# Start of PAGE EXTRACT

Ralph Merkle
Director, Alcor Foundation
Ralph Merkle co-invented public key cryptography, for which he received the ACM Kanellakis Award, the IEEE Kobayashi Award, and the 2000 RSA Award in Mathematics. He is directly involved in the research of molecular manufacturing, also called nanotechnology or molecular nanotechnology and serves as a director of the Alcor Life Extension Foundation. The central objective of molecular nanotechnology is the design, modeling, and manufacture of systems that can inexpensively fabricate most products that can be specified in molecular detail. Such systems are today theoretical, but should revolutionize 21st century manufacturing.

# End of PAGE EXTRACT
# Start of DATA SECTION

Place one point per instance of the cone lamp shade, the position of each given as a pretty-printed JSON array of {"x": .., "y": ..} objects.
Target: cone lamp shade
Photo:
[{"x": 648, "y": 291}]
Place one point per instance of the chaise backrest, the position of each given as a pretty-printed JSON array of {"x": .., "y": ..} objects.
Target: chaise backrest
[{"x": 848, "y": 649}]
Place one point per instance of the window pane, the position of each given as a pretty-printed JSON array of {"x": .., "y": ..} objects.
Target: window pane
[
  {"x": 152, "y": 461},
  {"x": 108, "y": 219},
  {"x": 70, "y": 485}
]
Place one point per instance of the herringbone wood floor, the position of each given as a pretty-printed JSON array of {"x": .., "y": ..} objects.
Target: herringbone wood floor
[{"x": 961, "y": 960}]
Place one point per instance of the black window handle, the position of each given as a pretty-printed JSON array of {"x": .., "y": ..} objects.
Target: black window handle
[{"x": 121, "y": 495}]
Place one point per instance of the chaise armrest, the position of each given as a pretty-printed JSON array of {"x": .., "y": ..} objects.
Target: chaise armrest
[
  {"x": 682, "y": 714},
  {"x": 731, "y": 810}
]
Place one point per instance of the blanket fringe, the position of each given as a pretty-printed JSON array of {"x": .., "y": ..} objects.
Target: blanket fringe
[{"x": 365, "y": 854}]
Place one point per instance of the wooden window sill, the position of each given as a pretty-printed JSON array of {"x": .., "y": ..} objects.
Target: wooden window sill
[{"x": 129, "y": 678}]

# End of DATA SECTION
# Start of DATA SECTION

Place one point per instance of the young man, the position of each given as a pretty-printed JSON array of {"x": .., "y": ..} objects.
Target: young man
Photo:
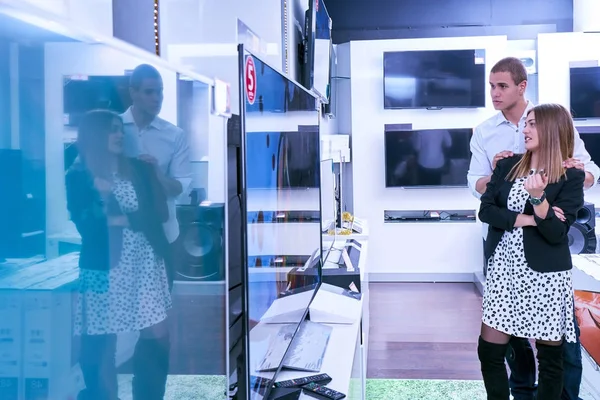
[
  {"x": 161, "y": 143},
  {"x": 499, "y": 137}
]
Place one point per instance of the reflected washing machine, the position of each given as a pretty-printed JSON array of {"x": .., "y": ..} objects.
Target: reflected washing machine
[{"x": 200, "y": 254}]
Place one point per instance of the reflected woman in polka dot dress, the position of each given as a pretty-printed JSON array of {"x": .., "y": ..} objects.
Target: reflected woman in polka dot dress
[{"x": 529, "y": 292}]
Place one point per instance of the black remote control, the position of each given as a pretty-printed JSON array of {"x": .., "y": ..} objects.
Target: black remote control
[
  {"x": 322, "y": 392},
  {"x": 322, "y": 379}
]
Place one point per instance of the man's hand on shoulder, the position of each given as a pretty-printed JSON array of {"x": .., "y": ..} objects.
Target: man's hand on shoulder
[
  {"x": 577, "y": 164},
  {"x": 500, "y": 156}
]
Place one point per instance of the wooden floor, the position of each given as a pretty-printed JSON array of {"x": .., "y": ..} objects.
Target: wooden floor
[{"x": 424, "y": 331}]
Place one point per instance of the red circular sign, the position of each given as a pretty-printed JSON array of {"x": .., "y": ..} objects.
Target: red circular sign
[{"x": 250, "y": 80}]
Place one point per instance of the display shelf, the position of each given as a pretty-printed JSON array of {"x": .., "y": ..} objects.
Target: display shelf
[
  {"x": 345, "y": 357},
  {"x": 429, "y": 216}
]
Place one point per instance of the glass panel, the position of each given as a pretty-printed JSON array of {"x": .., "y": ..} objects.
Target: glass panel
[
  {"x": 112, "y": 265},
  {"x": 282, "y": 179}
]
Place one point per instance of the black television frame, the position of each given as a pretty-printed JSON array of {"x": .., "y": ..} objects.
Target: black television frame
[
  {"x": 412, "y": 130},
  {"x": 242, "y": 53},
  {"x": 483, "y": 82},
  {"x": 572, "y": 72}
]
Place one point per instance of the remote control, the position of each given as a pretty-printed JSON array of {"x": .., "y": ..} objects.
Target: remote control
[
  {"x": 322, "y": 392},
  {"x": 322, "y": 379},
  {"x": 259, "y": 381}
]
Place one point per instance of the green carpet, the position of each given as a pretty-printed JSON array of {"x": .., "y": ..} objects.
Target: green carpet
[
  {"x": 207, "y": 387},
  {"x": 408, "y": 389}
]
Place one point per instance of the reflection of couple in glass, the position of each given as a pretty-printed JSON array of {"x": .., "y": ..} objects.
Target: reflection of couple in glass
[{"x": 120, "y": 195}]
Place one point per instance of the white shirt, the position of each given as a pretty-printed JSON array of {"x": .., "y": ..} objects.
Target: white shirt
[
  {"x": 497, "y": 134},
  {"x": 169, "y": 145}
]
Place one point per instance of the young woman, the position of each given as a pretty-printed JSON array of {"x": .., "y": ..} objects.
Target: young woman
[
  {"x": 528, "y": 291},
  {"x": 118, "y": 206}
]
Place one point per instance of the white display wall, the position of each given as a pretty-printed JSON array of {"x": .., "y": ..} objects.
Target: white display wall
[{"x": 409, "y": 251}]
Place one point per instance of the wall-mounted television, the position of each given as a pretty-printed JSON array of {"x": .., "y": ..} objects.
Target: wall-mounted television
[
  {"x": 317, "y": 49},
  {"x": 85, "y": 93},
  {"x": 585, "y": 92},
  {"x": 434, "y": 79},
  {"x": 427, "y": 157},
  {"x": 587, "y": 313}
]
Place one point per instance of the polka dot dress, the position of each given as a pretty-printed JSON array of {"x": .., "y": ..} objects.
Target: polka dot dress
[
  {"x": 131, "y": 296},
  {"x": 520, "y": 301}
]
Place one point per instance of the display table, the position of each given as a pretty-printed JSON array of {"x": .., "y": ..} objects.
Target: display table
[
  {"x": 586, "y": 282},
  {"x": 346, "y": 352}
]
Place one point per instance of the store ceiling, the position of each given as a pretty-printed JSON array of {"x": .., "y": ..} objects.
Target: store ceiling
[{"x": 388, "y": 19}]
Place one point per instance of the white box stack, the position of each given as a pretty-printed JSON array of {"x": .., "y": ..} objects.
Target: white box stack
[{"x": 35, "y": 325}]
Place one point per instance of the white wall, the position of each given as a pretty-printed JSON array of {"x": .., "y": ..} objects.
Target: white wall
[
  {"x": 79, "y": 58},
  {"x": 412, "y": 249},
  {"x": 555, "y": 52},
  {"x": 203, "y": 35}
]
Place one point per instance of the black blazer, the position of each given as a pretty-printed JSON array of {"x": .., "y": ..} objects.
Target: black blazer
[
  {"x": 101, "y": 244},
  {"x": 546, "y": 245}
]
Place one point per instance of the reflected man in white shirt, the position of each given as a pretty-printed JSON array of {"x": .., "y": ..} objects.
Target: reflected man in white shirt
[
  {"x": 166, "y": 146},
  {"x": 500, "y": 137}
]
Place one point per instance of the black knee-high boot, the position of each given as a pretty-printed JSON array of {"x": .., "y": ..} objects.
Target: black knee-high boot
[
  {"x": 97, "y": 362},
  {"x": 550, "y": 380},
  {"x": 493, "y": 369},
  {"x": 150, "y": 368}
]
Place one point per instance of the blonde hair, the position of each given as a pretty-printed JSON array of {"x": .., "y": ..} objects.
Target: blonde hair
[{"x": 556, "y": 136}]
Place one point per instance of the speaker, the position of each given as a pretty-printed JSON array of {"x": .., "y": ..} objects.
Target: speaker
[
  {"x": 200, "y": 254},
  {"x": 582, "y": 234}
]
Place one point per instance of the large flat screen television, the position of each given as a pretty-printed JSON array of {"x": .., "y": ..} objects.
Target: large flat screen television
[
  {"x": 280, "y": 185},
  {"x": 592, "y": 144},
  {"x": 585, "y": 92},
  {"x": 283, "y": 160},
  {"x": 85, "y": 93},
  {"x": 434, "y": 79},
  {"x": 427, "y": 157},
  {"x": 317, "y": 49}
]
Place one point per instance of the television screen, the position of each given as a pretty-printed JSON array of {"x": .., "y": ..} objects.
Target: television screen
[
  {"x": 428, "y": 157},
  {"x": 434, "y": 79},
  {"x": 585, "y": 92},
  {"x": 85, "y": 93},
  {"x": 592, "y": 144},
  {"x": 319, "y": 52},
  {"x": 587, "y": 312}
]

# End of DATA SECTION

**ACTIONS TO TAKE**
1) Do these statements agree with the Ralph Merkle profile? (a) Merkle received the 2000 RSA Award in Mathematics. (b) The manufacturing systems that molecular nanotechnology aims for are already in everyday use. (c) Merkle serves as a director of the Alcor Life Extension Foundation. Answer yes or no for each, quoting the deciding words.
2) Can you carry on the Ralph Merkle profile from its last sentence?

**ANSWERS TO THE PROBLEMS**
1)
(a) Yes: "the 2000 RSA Award in Mathematics"
(b) No: "Such systems are today theoretical"
(c) Yes: "serves as a director of the Alcor Life Extension Foundation"

2)
Dr. Merkle has worked as a nanotechnology researcher and theorist at Xerox Palo Alto Research Center and Zyvex corporations. He served for several years as an executive editor of the journal Nanotechnology, chaired both the Fourth and Fifth Foresight Conferences on Molecular Nanotechnology, and won the 1998 Feynman Prize in Nanotechnology for theory. At the 6th Alcor conference in Scottsdale, Arizona he delivered a talk entitled "Nanotechnology and Cryonics," outlining the intersection between the two developing fields of science.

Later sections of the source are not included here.